--- START ---

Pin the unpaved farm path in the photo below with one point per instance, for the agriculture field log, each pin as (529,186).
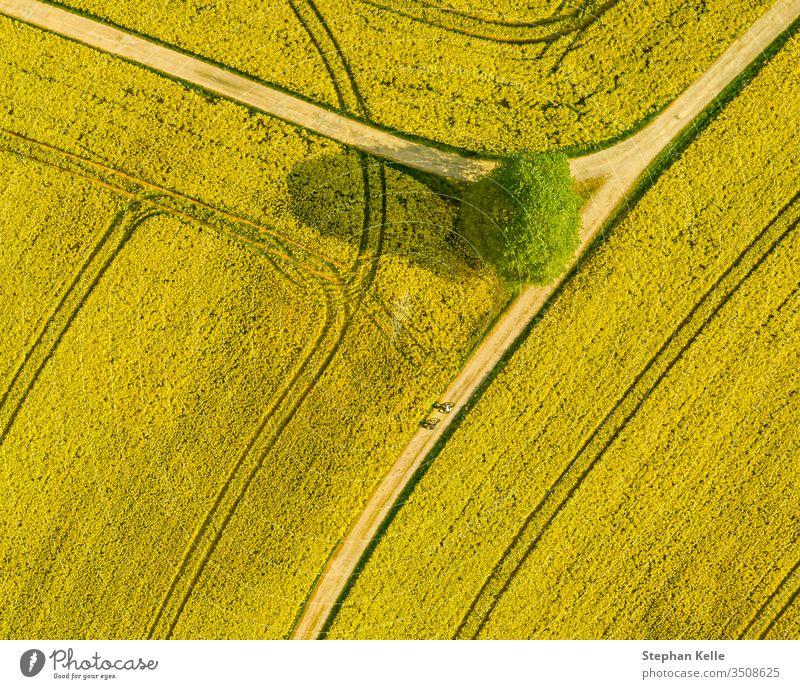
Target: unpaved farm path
(619,167)
(174,63)
(615,171)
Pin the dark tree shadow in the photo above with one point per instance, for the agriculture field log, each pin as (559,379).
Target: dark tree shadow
(423,213)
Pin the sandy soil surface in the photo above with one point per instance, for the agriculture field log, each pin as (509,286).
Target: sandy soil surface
(244,90)
(617,167)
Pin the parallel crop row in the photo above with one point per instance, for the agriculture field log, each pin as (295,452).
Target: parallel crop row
(600,336)
(220,370)
(551,75)
(689,520)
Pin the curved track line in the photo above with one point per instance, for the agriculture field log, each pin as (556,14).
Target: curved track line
(47,341)
(518,34)
(655,371)
(619,168)
(133,187)
(248,91)
(261,444)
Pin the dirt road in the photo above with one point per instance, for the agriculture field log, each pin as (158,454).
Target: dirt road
(173,63)
(619,166)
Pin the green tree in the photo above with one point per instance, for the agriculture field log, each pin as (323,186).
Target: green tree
(525,217)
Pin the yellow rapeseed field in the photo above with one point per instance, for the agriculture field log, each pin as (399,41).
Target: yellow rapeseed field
(624,449)
(519,75)
(235,320)
(689,520)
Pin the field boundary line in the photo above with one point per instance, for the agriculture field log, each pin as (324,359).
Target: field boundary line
(577,21)
(625,409)
(173,63)
(72,300)
(623,178)
(260,445)
(137,186)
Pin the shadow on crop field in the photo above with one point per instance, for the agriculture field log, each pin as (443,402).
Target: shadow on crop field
(328,194)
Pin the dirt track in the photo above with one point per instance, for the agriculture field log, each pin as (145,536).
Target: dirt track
(618,167)
(174,63)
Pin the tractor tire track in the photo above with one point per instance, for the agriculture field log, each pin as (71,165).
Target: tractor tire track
(577,469)
(209,535)
(90,273)
(514,33)
(134,187)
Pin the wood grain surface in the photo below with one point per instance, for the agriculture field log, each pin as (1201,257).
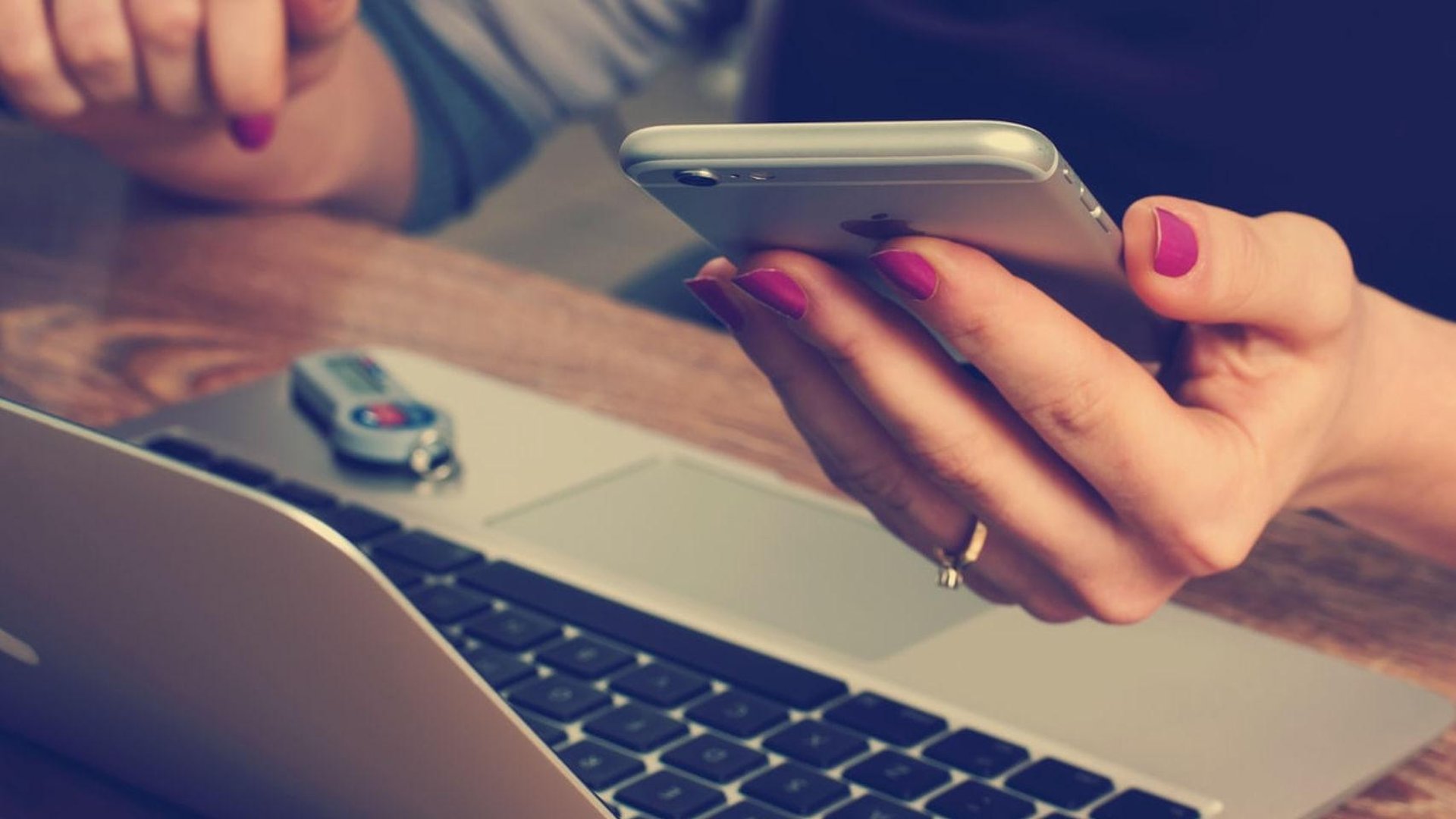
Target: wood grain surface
(107,321)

--- END ---

**WHAT THIS TASK INVOLVES**
Would you retype every line shown above exactly, leaving the pictures aside?

**ANSWER TO THIS EXERCISE**
Pin the unpaved farm path in the photo below with one point per instance, for the agriculture field log, each pin as (529,186).
Target: unpaved farm path
(619,167)
(174,63)
(615,171)
Pin the dark tree shadow in the photo above with one point per instance, for the agriculture field log, each pin as (559,379).
Target: dark tree shadow
(423,213)
Pin the sandy soil surface in the photo above with one point per instance, for the agriculture field log, each pin as (509,286).
Target: sandy soil surface
(244,90)
(617,167)
Pin the parallel crop row in the photo above with one point per instance, for the agriculture field log, each pin as (295,452).
Target: parallel crop row
(600,336)
(220,370)
(551,75)
(689,520)
Pin the curved track line in the photo above with one point per instance, for the agriculture field log, each pin as (556,14).
Target: curved track line
(47,341)
(518,34)
(655,371)
(619,168)
(133,187)
(248,91)
(261,444)
Pin the dirt road in the photo above with one point per instance, for the agriculture field log, each pin as (158,454).
Target: dirt road
(173,63)
(619,166)
Pin the green tree in the photo above with one point per instance, for the agriculture field log, each pin as (323,186).
Target: green tree
(525,217)
Pin the yellow rapeseed field in the photo above with one point per instance, for the agriculture field log, each pin as (399,41).
Target: yellow rapeseed field
(624,449)
(519,75)
(235,320)
(689,520)
Pin the field boundary line in the photo above with one point per instance, for the agriculture field log, each pin as (324,359).
Target: field boundary line
(577,21)
(625,409)
(173,63)
(72,300)
(623,178)
(260,445)
(137,186)
Pin the shadow on crop field in the photo above with one point per instance, for the agriculture field log, each pin as (443,402).
Target: shadow on crop field
(328,194)
Pin the dirt track in the photo above with one point per instance, for the agriculture field log, each pin as (145,536).
Target: dirt track
(618,167)
(174,63)
Pin the tractor tire track in the photo above with one point per instance, for the agriculture field log, each pin as (71,165).
Target: tractor tire track
(577,469)
(209,535)
(90,273)
(514,33)
(134,187)
Pin the wood grain surface in the photo below with one point per instance, for the agriculture field log, each pin as (1201,257).
Target: wood grain surface
(107,321)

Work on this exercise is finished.